The request> Copy the records from the start through the line holding "[168,102,638,359]", inclusive, keeping every line and shifting each box coordinate up by 98.

"""

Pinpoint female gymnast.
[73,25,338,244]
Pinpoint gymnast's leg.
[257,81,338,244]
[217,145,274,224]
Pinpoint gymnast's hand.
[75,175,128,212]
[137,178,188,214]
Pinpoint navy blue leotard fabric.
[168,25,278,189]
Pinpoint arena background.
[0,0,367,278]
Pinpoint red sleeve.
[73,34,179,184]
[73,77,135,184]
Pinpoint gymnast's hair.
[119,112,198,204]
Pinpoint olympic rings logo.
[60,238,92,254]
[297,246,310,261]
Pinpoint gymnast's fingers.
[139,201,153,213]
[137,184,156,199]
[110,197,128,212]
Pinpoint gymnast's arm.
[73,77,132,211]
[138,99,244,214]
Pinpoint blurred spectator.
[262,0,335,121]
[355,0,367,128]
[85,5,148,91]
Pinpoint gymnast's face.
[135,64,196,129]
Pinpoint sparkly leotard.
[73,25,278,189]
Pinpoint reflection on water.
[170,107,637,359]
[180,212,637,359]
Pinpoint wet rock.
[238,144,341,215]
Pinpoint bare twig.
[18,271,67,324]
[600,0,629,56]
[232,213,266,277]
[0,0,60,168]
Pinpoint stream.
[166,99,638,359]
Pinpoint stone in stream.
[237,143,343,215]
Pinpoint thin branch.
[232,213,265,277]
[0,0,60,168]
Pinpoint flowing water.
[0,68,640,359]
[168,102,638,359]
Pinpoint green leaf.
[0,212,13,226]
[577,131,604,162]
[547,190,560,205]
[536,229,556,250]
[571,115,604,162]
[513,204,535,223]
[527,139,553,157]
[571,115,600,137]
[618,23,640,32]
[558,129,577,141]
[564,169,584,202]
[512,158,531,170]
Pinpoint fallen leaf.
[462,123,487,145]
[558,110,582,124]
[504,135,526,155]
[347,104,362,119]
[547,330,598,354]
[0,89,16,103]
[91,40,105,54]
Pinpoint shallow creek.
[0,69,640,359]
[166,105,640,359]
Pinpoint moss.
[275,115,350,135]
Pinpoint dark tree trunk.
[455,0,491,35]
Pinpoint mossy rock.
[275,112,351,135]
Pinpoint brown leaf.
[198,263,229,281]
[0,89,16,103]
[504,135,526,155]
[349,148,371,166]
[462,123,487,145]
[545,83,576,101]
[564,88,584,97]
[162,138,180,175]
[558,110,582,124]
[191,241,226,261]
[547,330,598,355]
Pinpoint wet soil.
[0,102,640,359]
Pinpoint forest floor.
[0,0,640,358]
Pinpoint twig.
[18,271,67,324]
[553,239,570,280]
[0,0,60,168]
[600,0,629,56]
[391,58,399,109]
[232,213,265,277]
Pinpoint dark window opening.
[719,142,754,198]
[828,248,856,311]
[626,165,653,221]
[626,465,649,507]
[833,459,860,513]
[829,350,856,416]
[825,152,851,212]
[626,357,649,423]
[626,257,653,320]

"""

Task response>
Pinpoint female gymnast.
[171,123,436,342]
Pinpoint gymnast's leg.
[355,179,436,342]
[315,243,372,322]
Pinpoint gymnast's hand.
[173,273,226,310]
[235,276,286,312]
Pinpoint navy blue leotard fabric.
[266,123,376,287]
Pinpoint arena background.
[98,98,465,376]
Pinpoint red sleeve.
[171,132,277,282]
[171,175,233,282]
Pinpoint gymnast's hair.
[217,210,296,302]
Pinpoint olympic rings logo.
[158,336,190,352]
[395,344,408,359]
Pinpoint gymnast's fingers.
[237,299,251,311]
[235,282,254,297]
[208,295,226,310]
Pinpoint gymnast's arm.
[171,175,230,309]
[236,197,342,312]
Pinpoint blurred spectator.
[360,98,433,219]
[453,98,465,226]
[183,103,246,189]
Pinpoint gymnast's face.
[233,162,294,227]
Pinpoint sparkly leotard.
[171,123,376,287]
Pinpoint reflection on water.
[268,205,735,457]
[278,310,735,457]
Pinpoint wet rock.
[336,242,439,313]
Pinpoint bare twig.
[116,369,165,422]
[698,98,727,154]
[330,311,364,375]
[98,98,158,266]
Pinpoint stream.
[264,197,736,457]
Pinpoint stone in stream.
[335,241,441,313]
Pinpoint thin branch.
[330,311,363,375]
[98,98,158,266]
Pinpoint flowing water.
[98,166,738,457]
[266,200,736,457]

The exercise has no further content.